**GIVEN INSTRUCTION:**
Give all of the lines again exactly as they read.

**EXTRACTED MATERIAL:**
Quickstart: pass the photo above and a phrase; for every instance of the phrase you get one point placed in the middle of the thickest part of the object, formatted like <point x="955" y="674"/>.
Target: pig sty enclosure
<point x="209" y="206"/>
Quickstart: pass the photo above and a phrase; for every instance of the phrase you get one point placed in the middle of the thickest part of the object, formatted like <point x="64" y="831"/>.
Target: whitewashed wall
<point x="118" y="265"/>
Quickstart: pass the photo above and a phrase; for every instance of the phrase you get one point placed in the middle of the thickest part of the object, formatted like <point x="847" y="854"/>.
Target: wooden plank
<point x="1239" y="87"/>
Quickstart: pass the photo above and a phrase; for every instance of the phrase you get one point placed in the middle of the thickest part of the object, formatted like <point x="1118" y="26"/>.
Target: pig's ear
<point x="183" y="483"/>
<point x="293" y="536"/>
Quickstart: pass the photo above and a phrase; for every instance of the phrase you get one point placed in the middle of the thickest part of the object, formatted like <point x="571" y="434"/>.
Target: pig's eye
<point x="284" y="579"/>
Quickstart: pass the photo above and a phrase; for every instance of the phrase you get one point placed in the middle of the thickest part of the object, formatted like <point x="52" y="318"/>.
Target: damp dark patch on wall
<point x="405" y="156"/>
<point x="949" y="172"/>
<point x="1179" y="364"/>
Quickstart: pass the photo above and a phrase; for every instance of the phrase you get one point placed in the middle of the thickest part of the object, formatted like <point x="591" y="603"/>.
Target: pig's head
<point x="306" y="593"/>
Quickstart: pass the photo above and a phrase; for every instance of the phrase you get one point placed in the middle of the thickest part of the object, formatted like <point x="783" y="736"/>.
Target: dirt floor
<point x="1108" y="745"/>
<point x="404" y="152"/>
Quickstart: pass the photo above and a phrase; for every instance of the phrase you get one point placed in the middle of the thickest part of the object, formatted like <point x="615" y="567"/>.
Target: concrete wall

**TASK RESULT:**
Quickstart: pass the photo above and a phrase; for every instance of the phrase you get one point placed in the middle of the thickest part of the object, formatted like <point x="955" y="674"/>.
Target: pig sty enclosure
<point x="209" y="206"/>
Quickstart: pass the photo above and a phrase; for every instance of the phrase you get one point placed in the middle of the thickest part of the object, formatted like <point x="64" y="831"/>.
Target: whitewashed wall
<point x="118" y="265"/>
Quickstart: pass the photo above and a phrase; for every instance of the phrase you get one point placed in the middle of the thickest part of the object, formatted like <point x="847" y="854"/>.
Target: wooden plank
<point x="1239" y="87"/>
Quickstart: pass the photo above and a phrase; for every instance of the phrase you get one point placed in the middle of the thickest part of the object, formatted like <point x="1118" y="26"/>.
Target: pig's ear
<point x="183" y="483"/>
<point x="293" y="536"/>
Quickstart: pass the photo above and a phrase; for every instance of the phrase you get one point placed in the middle of the thickest part of the object, formatted like <point x="571" y="434"/>.
Target: pig's eye
<point x="284" y="579"/>
Quickstart: pass the photo above and a phrase; for every instance of the phrase you get one point placed in the middle of the thickest part of the object, formatted like <point x="52" y="318"/>.
Target: damp dark patch on wall
<point x="405" y="156"/>
<point x="949" y="172"/>
<point x="1179" y="364"/>
Quickstart: pass the photo above and a phrase; for every instance of the phrase you get one point placed in the middle of the thickest part of the object, formatted like <point x="591" y="603"/>.
Target: pig's head
<point x="306" y="593"/>
Quickstart: pass the photo above and a phrase; for every instance of the phrase you get one point placed in the middle of the thickest part of the object, formatted like <point x="783" y="736"/>.
Target: dirt floor
<point x="1108" y="745"/>
<point x="404" y="152"/>
Quickstart: pass the photo above and a phrase; for every instance of the phrase you get one point placed in the middle of the thickest part of the object, formatted like <point x="615" y="567"/>.
Target: concrete wall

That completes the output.